EXTRAIT DU DOCUMENT –
Ramadhan : La solidarité à plein régime

Ph. Nesrine T.
Ph. Nesrine T.

L’horloge érigée au cœur de ce mythique quartier de la capitale indique 17h pétantes et l’ambiance est, déjà, à son comble, ici aux abords de la grande kheïma de couleur blanche plantée sur l’esplanade d’El-Kettani, sise à Bab El-Oued (Alger), à l'initiative de l'association Amel El-Djazaïr, en partenariat avec Mobilis.

De nombreuses personnes font en effet déjà la queue, en cette fin d’après-midi ensoleillée, afin de pouvoir emporter avec eux un repas chaud pour la rupture du jeûne. Devant l’entrée, se tient un gaillard bien portant vêtu d’un gilet dont la mission n’est autre que d’organiser la file avant de pouvoir donner le top départ de l’opération. Quelques mètres plus loin, à l’intérieur de l’imposante structure baptisée «Marhaba» qui s'étend sur une superficie de 1.500 m2, de nombreux représentants associatifs s’affairent à donner les derniers conseils. On pouvait entendre : «Nous n’allons pas tarder à poser les boissons et les dattes sur les tables». 
Les bénévoles, très nombreux pour l’occasion, étaient tous vêtus d’un gilet rouge ou orange, selon la tâche assignée à chacun d’entre eux. En déambulant tout au long des rangées de tables, nous avons très rapidement été saisis par l’odeur très appétissante de la traditionnelle chorba. L’ambiance était bon enfant et de nombreux volontaires avaient même mis des rollers, histoire d’être plus rapides et plus efficients.

CONSIGNE – Transcrivez fidèlement le passage de l'article sur la kheïma de Bab El-Oued qui s'ouvre sur les mots contenant "Les bénévoles, très" et se termine par "et plus efficients.".

Lignes d'un jeu de données d'annotation par boîtes englobantes
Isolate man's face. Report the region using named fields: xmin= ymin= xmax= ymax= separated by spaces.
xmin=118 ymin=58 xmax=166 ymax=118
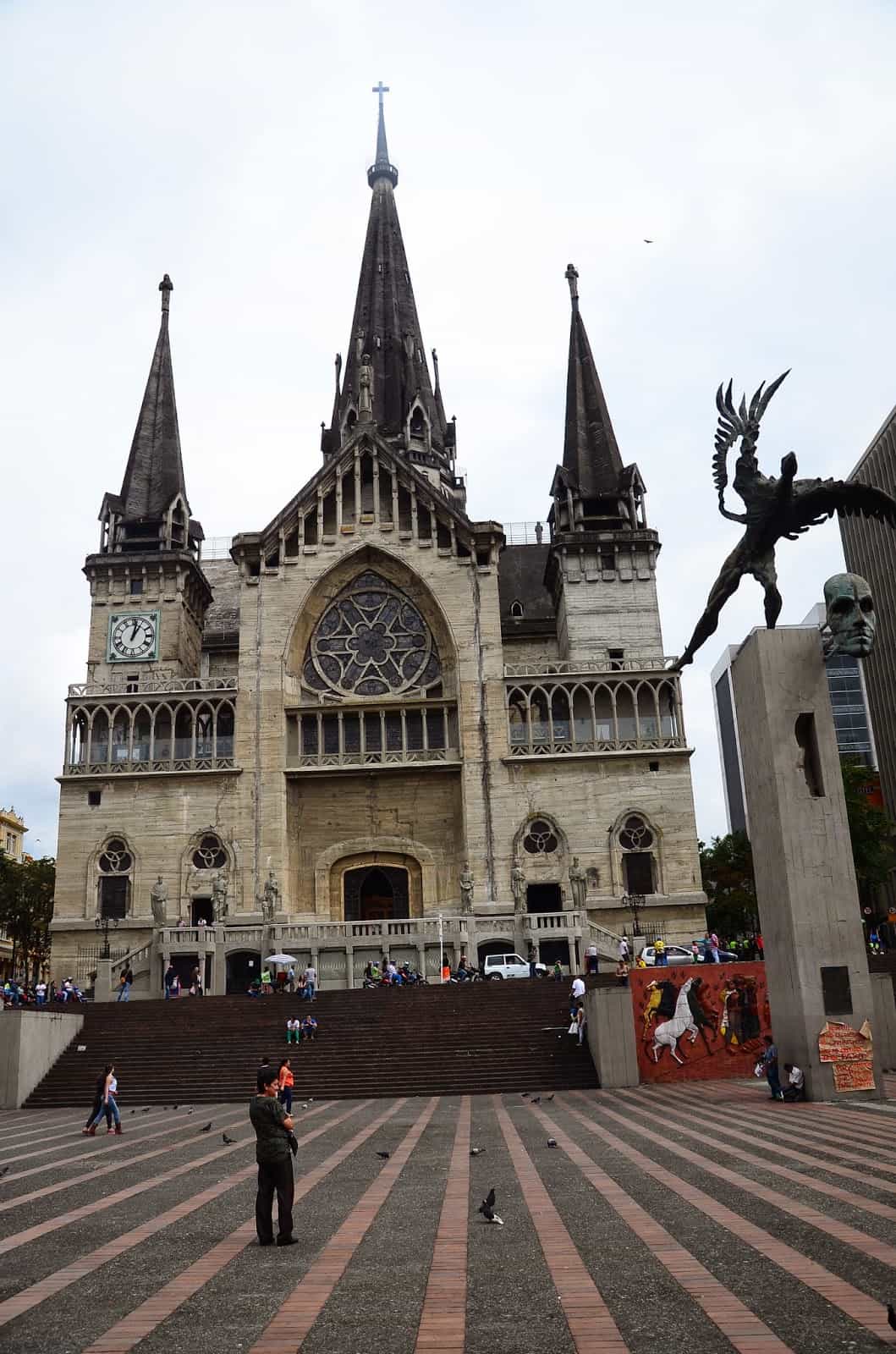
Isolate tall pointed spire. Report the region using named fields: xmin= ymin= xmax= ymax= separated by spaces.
xmin=322 ymin=81 xmax=453 ymax=479
xmin=100 ymin=273 xmax=201 ymax=550
xmin=563 ymin=264 xmax=623 ymax=498
xmin=120 ymin=273 xmax=187 ymax=521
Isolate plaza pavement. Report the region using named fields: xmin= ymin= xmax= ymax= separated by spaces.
xmin=0 ymin=1070 xmax=896 ymax=1354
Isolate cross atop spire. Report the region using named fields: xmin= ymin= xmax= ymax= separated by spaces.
xmin=367 ymin=80 xmax=398 ymax=188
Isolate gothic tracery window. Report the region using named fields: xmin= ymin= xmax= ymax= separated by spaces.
xmin=522 ymin=817 xmax=559 ymax=856
xmin=194 ymin=833 xmax=228 ymax=869
xmin=302 ymin=570 xmax=442 ymax=696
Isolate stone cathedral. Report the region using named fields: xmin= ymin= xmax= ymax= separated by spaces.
xmin=52 ymin=92 xmax=705 ymax=995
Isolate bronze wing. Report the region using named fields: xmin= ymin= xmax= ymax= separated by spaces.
xmin=788 ymin=479 xmax=896 ymax=532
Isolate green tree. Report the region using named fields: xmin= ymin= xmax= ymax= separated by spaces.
xmin=698 ymin=833 xmax=759 ymax=938
xmin=842 ymin=762 xmax=896 ymax=909
xmin=0 ymin=851 xmax=56 ymax=982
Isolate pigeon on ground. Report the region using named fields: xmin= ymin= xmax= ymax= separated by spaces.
xmin=479 ymin=1189 xmax=503 ymax=1227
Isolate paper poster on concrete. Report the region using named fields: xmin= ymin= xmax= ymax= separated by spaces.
xmin=819 ymin=1020 xmax=874 ymax=1092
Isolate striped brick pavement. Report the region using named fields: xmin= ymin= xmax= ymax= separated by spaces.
xmin=0 ymin=1083 xmax=896 ymax=1354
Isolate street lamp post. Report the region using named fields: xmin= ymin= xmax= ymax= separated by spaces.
xmin=93 ymin=916 xmax=118 ymax=959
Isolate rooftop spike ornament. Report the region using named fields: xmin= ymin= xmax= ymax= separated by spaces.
xmin=674 ymin=371 xmax=896 ymax=670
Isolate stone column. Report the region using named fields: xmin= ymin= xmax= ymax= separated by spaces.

SOLUTION –
Les bénévoles, très nombreux pour l’occasion, étaient tous vêtus d’un gilet rouge ou orange, selon la tâche assignée à chacun d’entre eux. En déambulant tout au long des rangées de tables, nous avons très rapidement été saisis par l’odeur très appétissante de la traditionnelle chorba. L’ambiance était bon enfant et de nombreux volontaires avaient même mis des rollers, histoire d’être plus rapides et plus efficients.